* [Working data]:
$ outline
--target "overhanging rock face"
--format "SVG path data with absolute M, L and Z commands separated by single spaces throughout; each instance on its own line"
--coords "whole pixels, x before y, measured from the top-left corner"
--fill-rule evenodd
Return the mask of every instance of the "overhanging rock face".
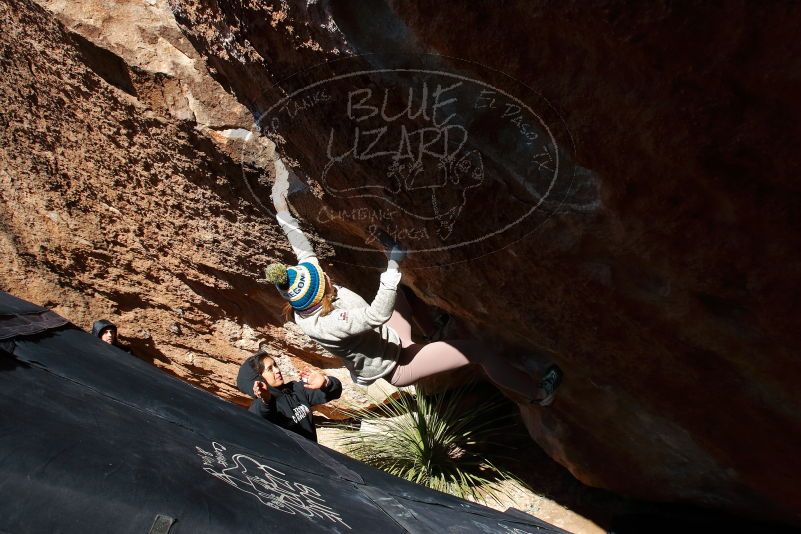
M 47 313 L 0 292 L 0 326 Z M 286 433 L 63 321 L 11 329 L 0 340 L 0 531 L 564 532 Z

* [Work to complete]: Reproduce the data above line for line and without any changes, but leave out the pictures.

* [Response]:
$ outline
--target "overhanging rock face"
--format "SVG path data with absolute M, L and Z commands separated by single spaces throughout; each instance on its own line"
--coords "whole pixels, x before y, measured from the top-left corner"
--fill-rule evenodd
Return the mask of every instance of the "overhanging rock face".
M 47 313 L 0 292 L 0 326 Z M 286 433 L 63 321 L 11 329 L 0 340 L 0 531 L 564 532 Z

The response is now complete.